» DATASET ENTRIES:
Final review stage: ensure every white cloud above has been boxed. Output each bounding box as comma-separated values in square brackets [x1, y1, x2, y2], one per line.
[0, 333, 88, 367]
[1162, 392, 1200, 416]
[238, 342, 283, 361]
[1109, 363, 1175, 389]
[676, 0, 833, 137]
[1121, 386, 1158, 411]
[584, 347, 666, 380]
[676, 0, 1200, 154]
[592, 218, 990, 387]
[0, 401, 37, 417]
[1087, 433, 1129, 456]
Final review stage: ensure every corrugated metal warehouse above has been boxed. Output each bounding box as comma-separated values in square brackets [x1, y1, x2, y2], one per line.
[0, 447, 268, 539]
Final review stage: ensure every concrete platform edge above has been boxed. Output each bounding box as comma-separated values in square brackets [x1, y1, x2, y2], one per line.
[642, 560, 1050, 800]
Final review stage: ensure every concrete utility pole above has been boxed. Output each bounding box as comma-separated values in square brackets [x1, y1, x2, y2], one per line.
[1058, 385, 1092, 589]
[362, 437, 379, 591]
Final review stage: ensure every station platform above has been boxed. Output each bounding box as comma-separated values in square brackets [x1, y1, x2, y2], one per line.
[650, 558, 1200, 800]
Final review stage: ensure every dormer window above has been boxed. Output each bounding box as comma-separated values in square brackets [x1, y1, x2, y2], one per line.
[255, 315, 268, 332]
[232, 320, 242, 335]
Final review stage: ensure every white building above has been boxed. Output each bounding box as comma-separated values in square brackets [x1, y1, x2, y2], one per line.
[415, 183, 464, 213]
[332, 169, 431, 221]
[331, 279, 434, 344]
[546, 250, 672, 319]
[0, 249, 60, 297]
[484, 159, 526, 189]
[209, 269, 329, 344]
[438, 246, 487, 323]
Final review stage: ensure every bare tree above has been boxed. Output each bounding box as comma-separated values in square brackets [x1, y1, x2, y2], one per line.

» WRITTEN REQUEST: Rewrite every line of the records above as a Markdown table with two columns, Row and Line. Number the rows in order and leave out any blank lines.

» SOLUTION TO THE EXERCISE:
| Row | Line |
|---|---|
| 1 | Final review stage: ensure every white cloud above has been boxed. Output each bounding box as comma-separated values in square brackets [x1, y1, x2, y2], one per line. |
| 2 | [0, 333, 88, 367] |
| 3 | [1162, 392, 1200, 416] |
| 4 | [238, 342, 283, 361] |
| 5 | [1109, 363, 1175, 389] |
| 6 | [676, 0, 833, 137] |
| 7 | [1121, 386, 1158, 411] |
| 8 | [584, 347, 666, 380] |
| 9 | [676, 0, 1200, 154] |
| 10 | [592, 218, 990, 387] |
| 11 | [0, 401, 37, 417] |
| 12 | [1087, 433, 1129, 456] |
| 13 | Final review stage: ensure every corrugated metal warehouse above has been boxed. Output each bounding box as comma-separated values in square brackets [x1, y1, x2, y2], one per line. |
| 14 | [0, 447, 268, 539] |
| 15 | Final review stage: ensure every concrete platform edge above has been boxed. Output each bounding box as comma-separated values in square brackets [x1, y1, x2, y2], one per line. |
| 16 | [642, 560, 1050, 800] |
| 17 | Final review stage: ensure every concrete utility pole above has been boxed. Output each bounding box as comma-separated values in square brackets [x1, y1, x2, y2], one per line. |
| 18 | [1058, 385, 1092, 589] |
| 19 | [362, 437, 379, 591] |
| 20 | Final review stage: ensure every station platform above has been boxed. Output each bounding box as comma-separated values in square brackets [x1, y1, x2, y2], one per line. |
| 21 | [650, 558, 1200, 800] |
| 22 | Final review stage: ensure every dormer window above has been boxed. Output each bounding box as comma-separated values in square brackets [x1, y1, x2, y2], one per line. |
| 23 | [255, 315, 268, 332] |
| 24 | [232, 320, 242, 335] |
| 25 | Final review stage: ensure every white building above has been boxed. Output each bounding box as comma-separated values in square brackets [x1, y1, x2, y2], one per line. |
| 26 | [415, 183, 464, 213] |
| 27 | [332, 169, 431, 221] |
| 28 | [331, 279, 434, 344] |
| 29 | [546, 250, 672, 319] |
| 30 | [0, 249, 60, 297] |
| 31 | [484, 159, 526, 189] |
| 32 | [209, 269, 329, 344] |
| 33 | [438, 246, 487, 323] |
| 34 | Final review stage: ensure every bare tree above has been boxed. Output each bounding box as comma-separated values in square brackets [x1, y1, x2, y2], one per line. |